→ Text provided:
----
Paper Lace (1974) The Black Eyed Boys - LOST 70s GEMS

A revved up pop/glam rocker with big harmonies, Paper Lace carried a sort of mix of the Rubettes and the quirkiness of 10cc, not to mention the way they describe a scene. Of course Billy Don't Be a Hero is the best example it's still interesting to hear a song where a tale is told instead of a video showing it, just ignore the odd scrooge mcduck whistle thing.


Thursday 27 July 2017

Roger McGuinn (1976) Partners in Crime - LOST 70s GEMS

 Cardiff Rose is the best solo material of the Byrds' captain, here collaborating intriguingly with Mick Ronson, there is a strong nautical theme to the album from it's over and title to the sea shanty styled folk ballads McGuinn had become accustomed to; while it's not the Sailing Christopher Cross type of Yacht Rock it's more a diluted country rock. Partners in Crime is one of the best with a lilting fuzz guitar section interrupted by a rock n roll piano part melody in the middle.

Ronson's production contributions are minimal but maybe that's best though I feel, this pairing doesn't really have much chemistry, particularly on a song like Rock n Roll Time where Ronson's riffing is fabulous but too meat and potatoes for McGuinn who couldn't quite growl, he was always best at folk, pop and country rather than heavier fare unlike say Elton John who could balance those elements better; incidentally the solo on Rock n Roll Time is excellent. Jolly Roger, a nice colourful pirate tune complete with flute and some Jangly chords combine to create a nice folk tune but not enough to recapture the early Byrds magic or the haunted tunefulness of the latter lineups; McGuinn had found his niche early on and worked best in a band format rather than all alone, which is a shame that with a confident lead guitarist like Ronson more could have come from this effort. Maybe it should have gone for a more stronger pop sound, instead of being too firmly steeped in roots rock and yacht rock. Interestingly McGuinn never really rediscovered the Byrd's mix of roots and rock through a streamlined pop harmony vocal sound, which never fell too deeply into any genre always maintaining an edgy commercial stance too sorely missed here in his later work aside from maybe McGuinn Clark and Hillman and his successful Back From Rio album.


Sunday 23 July 2017

Dan Fogelberg (1977) Dancing Shoes - LOST 70s GEMS

Another dark atmospheric folk rock tune from one of the best singer songwriters. His ghostly falsetto and contemplative style perfect for the epic arrangements and mediations on love. Not sure what the song is about but the delivery is entrancing and works well with twinned with Scarecrow's Dream or Sketches from the same album but also remains romantic. The towering Netherlands album was his pinnacle, with the exception of Sketches, its full of tight pop rock infused, folk ballads structured around haunted love and tortured souls even hinting at the supernatural.
----
→ Supplied information:
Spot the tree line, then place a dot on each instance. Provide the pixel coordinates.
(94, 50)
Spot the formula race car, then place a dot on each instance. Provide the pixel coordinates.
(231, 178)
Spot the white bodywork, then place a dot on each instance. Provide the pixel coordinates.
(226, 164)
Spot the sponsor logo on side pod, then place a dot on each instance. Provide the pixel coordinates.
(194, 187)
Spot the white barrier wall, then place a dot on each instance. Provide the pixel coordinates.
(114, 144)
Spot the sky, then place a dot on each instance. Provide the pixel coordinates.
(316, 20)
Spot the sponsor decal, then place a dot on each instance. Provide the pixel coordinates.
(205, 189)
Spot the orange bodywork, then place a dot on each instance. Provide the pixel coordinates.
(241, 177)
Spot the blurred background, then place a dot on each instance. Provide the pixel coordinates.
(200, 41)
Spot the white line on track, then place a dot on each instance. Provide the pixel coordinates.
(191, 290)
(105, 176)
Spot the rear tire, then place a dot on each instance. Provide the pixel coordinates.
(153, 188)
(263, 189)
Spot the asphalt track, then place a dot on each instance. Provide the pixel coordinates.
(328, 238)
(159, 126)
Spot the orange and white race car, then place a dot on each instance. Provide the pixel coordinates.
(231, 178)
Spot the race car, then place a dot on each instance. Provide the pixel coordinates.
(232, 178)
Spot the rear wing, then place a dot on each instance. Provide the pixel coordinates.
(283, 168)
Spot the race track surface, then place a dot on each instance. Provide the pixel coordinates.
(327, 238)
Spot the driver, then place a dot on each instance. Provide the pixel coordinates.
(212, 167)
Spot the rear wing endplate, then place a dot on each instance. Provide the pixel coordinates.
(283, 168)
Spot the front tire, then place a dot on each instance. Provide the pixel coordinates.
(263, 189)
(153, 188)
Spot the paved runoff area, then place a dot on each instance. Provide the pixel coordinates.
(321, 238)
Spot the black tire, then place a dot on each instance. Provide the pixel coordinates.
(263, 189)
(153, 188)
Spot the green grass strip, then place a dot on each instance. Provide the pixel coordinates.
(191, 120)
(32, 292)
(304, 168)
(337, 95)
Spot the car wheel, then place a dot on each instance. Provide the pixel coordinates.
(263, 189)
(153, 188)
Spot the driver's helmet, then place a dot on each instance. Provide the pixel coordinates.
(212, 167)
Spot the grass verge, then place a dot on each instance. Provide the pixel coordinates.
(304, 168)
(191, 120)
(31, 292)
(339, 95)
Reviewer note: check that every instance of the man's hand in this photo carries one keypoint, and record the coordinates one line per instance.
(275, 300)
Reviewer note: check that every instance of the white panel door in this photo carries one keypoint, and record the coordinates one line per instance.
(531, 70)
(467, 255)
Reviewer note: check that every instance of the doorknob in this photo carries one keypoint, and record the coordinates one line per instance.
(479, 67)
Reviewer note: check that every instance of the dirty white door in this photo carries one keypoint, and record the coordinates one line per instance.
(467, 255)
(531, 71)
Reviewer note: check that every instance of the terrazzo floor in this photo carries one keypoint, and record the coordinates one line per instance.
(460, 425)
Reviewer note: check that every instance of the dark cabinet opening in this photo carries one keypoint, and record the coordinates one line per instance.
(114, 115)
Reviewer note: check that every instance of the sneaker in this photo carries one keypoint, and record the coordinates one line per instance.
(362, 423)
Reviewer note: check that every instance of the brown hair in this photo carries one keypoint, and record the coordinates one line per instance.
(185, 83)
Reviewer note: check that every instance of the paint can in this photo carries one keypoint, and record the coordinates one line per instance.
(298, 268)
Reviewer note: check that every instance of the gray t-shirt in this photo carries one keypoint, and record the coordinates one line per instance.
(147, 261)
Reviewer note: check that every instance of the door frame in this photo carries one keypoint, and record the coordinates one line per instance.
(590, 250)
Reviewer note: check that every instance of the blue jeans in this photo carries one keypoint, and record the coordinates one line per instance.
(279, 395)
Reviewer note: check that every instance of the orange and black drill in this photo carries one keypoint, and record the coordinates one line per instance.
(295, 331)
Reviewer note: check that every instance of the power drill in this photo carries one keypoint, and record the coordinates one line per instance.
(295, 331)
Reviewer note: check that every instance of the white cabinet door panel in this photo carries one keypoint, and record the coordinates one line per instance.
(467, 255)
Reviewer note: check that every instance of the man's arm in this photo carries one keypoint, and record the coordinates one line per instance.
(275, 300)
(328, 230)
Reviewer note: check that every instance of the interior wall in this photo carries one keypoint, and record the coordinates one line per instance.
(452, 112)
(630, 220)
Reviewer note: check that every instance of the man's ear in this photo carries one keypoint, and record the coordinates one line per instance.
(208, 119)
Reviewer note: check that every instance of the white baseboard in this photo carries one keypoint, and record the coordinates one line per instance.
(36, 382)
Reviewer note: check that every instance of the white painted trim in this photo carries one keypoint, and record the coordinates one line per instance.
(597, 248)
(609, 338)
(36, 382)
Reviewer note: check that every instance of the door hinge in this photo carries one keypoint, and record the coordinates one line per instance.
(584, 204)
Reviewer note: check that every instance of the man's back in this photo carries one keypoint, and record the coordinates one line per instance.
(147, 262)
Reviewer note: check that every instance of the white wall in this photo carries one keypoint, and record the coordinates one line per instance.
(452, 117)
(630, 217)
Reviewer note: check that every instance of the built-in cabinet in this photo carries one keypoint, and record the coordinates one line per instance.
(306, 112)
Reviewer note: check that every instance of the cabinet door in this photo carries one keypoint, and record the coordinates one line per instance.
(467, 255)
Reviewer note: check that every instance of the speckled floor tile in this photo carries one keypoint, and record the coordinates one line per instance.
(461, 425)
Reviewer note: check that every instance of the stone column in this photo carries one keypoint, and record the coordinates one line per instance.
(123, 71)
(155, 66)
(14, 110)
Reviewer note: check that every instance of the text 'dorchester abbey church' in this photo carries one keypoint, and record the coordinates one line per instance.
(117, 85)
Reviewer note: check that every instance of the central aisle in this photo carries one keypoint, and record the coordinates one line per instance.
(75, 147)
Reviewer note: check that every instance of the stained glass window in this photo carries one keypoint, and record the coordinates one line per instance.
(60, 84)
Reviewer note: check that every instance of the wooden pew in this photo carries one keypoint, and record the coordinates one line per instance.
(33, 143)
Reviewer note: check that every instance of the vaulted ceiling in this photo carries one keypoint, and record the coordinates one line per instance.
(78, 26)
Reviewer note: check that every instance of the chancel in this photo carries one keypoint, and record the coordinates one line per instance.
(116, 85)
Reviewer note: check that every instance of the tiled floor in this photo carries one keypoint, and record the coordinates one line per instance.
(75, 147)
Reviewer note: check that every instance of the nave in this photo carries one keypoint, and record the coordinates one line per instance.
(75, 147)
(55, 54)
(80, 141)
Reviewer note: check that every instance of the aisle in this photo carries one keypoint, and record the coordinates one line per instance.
----
→ Problem 1: According to the 1970s music reviews, who collaborated with Roger McGuinn on Cardiff Rose?
→ Problem 2: Write the next part of the 1970s music reviews, starting after their last sentence.
The material has no connection to the 1970s music reviews.

→ Exercise response 1: Mick Ronson

→ Exercise response 2:
Tuesday 18 July 2017

The Commodores (1974) The Zoo (Human Zoo) - LOST 70s GEMS

Starting with a demonic circus organ part reminiscent of the use of circus music in Sly and the Family Stone's many treatises on humanity and society. It uses the circus and zoo imagery as an interesting point of analysis, also used by The Stylistics and Chi Lites, as the Kennedy/ Johnson vision of a 'Big Society' was coming true in Urban America of the early 70s amid a worsening economiclandscape. Twangy guitars meow away in a dissonant manner as does a trumpet; an absurd addition contributing to the deranged circus, inmates-in-charge-of-the-asylum vibe is established. The funky rhythm guitars are metallic and bouncy and the group vocals are great on lines like 'I don't want to get down to that level!'. There is a definite Sly influence, like Assembly Line another track from this incredible debut album from The Commodores; the lyrics are powerful, particularly the line, 'We're treated like animals outside our cages'. Its all delivered slickly as a guitar is plucked endlessly at the end and the tension boiling all over this track. The Commodores wouldn't be known for being this political but it's shame as they displayed some great chops here to continue in the Sly tradition.


Sunday 16 July 2017

David Bowie (1974) Sweet Thing - LOST 70s GEMS

From his last Glam album, Diamond Dogs, released just before his Plastic Soul venture later that year Bowie is a lot more all of over the place and strung out what is meant to be an Orwellian theatrical concept album that miss fires on virtually every track except for the classic Rebel Rebel and Sweet Thing. Starting with reverse echo into a beautifully dystopian distorted guitar riff over a melancholic piano beat. Bowie's singin is up and down, best when the song picks up and he goes didactic.

His character filled vocals manage to work with the call and response with the backing vocals and the crystal clear upper register piano runs as well as that acid guitar solo. It's still a bit of a mixed up track that actually segues into an early disco song called Candidate, not even half as good as this one; summing up the whole album brief moments of interesting music broken up by a lot of overdone, gurning vocals and schizophrenic shifts in tone and playing to leave a rather indistinct impression.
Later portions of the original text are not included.